__Excerpt to read__.
****************

Arkansas Football: Blown Lead Shouldn't Surprise Hogs Fans
Jim O'Connor-USA TODAY Sports
Saturday's loss to Rutgers was a hard pill to swallow for Arkansas. With a 24-7 lead in the third quarter, head coach Bret Bielema and his Razorbacks watched as the Scarlet Knights tacked on the next 21 points to win, 28-24.
Most of the time, blowing a 17-point lead in the final 23 minutes of the game would be considered a big collapse. But, taking certain factors into account and the Hogs self-destruction on key plays, the loss shouldn't surprise anyone.
Not to say the Razorbacks' loss wasn't a collapse. It was. And, not to say it wasn't a major disappointment. It certainly was that, too.
However, it's not a shocker like Nebraska going up, 21-3, on UCLA in Week 3, only to watch the Bruins score the next 38 points to win, 41-21. What happened Saturday at Rutgers was inevitable.
The most important position on the field is the quarterback, and that is not debatable. A team's chances of winning a game on the road aren't nearly as high if the starter is out. With Brandon Allen unavailable due to a shoulder injury, the odds were already stacked against Arkansas from the moment the ball was teed up to kick off the game.

****************

__Data supplied__.
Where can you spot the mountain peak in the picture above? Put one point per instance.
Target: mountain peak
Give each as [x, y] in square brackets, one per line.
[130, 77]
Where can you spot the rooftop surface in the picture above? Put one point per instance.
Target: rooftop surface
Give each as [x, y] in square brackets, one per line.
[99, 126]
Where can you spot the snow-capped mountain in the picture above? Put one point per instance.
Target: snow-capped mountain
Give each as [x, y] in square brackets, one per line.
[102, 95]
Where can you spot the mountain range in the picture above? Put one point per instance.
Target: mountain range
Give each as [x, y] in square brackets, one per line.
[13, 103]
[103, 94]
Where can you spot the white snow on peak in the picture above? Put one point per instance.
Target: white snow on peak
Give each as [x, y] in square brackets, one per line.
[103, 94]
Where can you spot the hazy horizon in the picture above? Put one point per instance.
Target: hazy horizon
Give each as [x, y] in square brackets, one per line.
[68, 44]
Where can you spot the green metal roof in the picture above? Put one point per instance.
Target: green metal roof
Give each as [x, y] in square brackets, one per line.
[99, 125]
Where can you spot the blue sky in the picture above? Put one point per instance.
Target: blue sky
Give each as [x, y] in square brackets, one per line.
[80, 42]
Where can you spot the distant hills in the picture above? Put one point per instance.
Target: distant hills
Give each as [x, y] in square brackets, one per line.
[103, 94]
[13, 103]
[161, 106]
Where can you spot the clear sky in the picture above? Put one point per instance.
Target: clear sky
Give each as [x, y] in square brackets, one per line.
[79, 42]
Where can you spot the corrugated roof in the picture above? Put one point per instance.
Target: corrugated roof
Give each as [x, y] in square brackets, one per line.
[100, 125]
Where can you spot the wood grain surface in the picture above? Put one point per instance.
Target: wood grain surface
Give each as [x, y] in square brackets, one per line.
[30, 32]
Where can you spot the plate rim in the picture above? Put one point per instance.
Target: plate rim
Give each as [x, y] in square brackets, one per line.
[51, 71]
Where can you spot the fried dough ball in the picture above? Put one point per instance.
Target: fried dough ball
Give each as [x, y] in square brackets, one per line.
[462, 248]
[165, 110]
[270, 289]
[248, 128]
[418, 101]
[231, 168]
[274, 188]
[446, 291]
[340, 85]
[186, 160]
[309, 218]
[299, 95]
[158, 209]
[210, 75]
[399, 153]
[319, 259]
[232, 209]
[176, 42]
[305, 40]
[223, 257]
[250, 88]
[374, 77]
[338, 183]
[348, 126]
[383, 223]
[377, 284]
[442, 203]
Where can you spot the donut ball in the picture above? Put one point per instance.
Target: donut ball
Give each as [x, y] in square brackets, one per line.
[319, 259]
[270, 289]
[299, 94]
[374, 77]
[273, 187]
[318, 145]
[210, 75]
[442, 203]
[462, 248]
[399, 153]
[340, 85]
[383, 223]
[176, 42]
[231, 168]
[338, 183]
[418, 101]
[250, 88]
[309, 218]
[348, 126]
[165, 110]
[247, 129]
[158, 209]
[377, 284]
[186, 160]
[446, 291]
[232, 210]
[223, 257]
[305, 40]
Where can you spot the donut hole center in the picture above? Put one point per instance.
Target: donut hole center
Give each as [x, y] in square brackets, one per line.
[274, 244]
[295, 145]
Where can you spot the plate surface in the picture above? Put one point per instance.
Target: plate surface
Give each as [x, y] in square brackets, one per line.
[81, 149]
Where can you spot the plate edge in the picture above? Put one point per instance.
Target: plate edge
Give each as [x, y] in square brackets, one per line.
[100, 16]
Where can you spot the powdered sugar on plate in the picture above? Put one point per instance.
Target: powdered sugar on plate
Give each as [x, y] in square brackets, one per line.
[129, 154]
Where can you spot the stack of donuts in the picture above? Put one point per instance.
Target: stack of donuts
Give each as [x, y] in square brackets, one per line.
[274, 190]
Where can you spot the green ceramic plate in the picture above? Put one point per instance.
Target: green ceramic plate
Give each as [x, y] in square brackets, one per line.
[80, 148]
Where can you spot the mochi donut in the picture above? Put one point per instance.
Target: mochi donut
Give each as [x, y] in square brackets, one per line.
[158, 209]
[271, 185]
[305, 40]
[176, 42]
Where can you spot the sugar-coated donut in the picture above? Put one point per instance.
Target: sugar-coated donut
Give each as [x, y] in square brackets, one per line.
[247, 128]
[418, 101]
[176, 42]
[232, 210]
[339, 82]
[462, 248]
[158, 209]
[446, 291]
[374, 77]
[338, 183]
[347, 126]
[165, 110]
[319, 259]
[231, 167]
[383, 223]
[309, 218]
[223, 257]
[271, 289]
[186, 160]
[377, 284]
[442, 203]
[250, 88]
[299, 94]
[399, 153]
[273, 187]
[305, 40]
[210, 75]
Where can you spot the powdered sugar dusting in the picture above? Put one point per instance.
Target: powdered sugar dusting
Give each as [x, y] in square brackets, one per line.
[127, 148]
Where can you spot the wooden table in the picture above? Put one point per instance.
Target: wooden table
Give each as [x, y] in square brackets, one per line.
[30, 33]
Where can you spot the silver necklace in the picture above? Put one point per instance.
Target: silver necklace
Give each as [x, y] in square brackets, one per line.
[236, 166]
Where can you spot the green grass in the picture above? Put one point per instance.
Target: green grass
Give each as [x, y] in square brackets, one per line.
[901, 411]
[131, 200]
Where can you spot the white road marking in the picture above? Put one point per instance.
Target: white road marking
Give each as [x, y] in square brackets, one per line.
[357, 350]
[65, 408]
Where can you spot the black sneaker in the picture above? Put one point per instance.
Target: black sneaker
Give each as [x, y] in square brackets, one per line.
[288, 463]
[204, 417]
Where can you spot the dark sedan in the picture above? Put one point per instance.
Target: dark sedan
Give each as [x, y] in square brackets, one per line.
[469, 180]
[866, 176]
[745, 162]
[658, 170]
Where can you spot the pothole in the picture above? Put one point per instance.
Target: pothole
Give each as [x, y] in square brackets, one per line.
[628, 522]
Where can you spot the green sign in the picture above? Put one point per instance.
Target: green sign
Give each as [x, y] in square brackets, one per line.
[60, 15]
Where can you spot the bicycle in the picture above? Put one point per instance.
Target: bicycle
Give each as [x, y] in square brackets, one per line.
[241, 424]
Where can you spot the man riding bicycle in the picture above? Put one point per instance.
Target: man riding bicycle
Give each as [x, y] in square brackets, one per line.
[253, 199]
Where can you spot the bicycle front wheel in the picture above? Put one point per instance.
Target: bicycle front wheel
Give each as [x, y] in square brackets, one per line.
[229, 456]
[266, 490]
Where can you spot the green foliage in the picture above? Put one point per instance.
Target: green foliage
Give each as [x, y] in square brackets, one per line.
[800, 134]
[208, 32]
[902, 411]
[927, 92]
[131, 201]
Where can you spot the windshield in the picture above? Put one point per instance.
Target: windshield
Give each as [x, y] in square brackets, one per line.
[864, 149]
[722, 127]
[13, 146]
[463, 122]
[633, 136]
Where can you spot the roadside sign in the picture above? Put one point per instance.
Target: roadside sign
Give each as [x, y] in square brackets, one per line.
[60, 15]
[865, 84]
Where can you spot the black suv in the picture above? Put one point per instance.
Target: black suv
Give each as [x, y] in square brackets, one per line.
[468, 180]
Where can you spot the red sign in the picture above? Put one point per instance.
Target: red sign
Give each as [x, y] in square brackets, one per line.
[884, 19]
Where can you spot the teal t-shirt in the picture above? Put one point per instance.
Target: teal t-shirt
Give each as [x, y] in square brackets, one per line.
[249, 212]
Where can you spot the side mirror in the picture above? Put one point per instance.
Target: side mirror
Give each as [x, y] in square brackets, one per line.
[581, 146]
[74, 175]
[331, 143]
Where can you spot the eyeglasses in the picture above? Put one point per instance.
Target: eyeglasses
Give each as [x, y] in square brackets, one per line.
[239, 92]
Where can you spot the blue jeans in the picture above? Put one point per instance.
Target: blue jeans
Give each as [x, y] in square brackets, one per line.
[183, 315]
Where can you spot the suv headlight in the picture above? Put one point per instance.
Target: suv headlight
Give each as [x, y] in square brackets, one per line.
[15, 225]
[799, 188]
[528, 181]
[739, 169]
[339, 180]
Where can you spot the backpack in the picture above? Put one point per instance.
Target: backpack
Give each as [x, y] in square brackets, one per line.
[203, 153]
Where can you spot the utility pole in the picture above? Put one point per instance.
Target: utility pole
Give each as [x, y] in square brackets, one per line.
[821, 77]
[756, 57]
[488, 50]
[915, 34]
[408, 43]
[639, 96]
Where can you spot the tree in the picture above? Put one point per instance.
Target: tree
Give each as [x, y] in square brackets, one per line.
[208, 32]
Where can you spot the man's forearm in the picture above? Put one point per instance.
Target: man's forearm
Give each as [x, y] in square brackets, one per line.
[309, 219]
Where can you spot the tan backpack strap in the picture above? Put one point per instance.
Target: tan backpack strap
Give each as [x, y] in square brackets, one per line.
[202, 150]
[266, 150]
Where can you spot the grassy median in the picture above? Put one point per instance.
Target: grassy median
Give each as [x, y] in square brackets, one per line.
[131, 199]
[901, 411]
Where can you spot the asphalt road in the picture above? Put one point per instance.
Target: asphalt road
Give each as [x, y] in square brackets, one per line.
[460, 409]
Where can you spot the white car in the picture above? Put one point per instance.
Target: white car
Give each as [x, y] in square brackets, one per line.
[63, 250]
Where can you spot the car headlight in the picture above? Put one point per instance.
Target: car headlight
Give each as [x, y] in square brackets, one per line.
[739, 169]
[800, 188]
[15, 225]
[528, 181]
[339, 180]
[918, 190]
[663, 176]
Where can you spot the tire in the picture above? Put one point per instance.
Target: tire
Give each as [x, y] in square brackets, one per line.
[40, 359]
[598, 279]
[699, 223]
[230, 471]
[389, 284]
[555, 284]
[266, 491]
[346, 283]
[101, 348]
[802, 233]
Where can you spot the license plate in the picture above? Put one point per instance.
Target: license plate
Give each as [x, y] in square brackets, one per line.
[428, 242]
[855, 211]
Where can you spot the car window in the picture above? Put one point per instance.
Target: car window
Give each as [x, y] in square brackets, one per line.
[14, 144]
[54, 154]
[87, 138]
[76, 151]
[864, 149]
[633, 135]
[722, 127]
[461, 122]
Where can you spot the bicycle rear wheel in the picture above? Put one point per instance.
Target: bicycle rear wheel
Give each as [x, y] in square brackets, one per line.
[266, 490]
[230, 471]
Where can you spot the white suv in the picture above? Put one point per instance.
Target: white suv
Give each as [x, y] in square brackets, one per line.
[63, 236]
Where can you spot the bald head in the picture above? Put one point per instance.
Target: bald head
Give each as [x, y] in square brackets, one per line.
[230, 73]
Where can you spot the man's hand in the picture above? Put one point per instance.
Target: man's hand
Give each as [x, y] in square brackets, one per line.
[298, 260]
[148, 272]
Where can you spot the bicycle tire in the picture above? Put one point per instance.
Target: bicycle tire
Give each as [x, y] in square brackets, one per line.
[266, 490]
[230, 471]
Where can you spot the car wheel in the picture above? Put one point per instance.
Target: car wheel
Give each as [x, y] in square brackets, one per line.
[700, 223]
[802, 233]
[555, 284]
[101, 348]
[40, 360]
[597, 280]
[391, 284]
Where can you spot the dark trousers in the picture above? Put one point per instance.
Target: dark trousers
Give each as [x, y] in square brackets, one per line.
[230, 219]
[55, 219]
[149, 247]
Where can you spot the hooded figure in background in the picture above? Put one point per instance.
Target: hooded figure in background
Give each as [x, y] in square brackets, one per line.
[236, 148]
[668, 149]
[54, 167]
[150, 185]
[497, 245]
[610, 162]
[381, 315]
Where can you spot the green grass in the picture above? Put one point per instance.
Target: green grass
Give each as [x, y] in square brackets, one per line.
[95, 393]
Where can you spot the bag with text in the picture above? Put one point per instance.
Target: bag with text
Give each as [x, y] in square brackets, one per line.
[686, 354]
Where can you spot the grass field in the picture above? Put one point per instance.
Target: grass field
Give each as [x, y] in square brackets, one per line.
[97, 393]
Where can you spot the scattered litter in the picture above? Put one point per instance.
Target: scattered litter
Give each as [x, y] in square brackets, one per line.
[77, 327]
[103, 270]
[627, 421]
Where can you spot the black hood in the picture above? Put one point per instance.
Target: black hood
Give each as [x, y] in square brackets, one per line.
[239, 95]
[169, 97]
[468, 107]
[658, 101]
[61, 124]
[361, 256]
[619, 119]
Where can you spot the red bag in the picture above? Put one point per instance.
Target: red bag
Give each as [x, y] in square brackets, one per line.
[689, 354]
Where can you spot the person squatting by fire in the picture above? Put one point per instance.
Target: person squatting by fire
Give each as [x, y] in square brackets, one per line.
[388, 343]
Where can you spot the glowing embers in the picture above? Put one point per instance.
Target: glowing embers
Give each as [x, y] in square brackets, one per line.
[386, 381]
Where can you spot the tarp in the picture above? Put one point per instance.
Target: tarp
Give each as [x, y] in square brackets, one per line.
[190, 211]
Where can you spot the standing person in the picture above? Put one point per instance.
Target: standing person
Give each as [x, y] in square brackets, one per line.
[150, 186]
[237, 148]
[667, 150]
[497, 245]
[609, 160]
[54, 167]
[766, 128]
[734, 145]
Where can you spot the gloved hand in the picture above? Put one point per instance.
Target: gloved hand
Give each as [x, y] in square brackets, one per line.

****************

__Set task 1__. Gather every line in the entries that contains the word "hand", treating uppercase and lowercase as different.
__Set task 2__. Carry on with the article on Arkansas's loss to Rutgers, picking up after its final sentence.

__Written response 1__.
Where can you spot the man's hand in the picture above? Put one point per instance.
Target: man's hand
Where can you spot the gloved hand in the picture above? Put one point per instance.
Target: gloved hand

__Written response 2__.
In fact, the biggest surprise was that the Razorbacks built a 17-point lead, despite struggling on offense as much as they did.
Arkansas went up, 24-7, with 8:38 left in the third quarter on a 21-yard touchdown pass from running back Jonathan Williams to tight end Hunter Henry. Leading up to Rutgers biggest deficit of the game, Gary Nova and the rest of the offense were out of sync.
The first three drives resulted in two turnovers. Saying the first half of offense was bad for the Scarlet Knights would be a vast understatement. They did put up 244 yards, but it resulted in just seven points, two turnovers, a missed field goal and two punts.
The third quarter didn't start good either. The first three drives of the second half resulted in another turnover and two more punts. Yet, Arkansas remained up, just 24-7, which shouldn't have sat well with anyone.
The Razorbacks failed to widen the margin due to their own offensive ineptness.
The pressure was put on Derby to make plays with Rutgers shutting down the ground attack. He made a few nice throws, including a 17-yard touchdown pass to Javontee Herndon, but not nearly enough.
Sitting back watching the game, it should have been clear to anyone that if Rutgers could get going the Razorbacks were in trouble. All the Scarlet Knights needed was a big play to get the comeback started.
That happened when Janarion Grant returned an Arkansas punt 58 yards to cut the lead to 24-14. Still, the Razorbacks had plenty of chances to keep the Scarlet Knights from turning aspirations of a comeback into a reality.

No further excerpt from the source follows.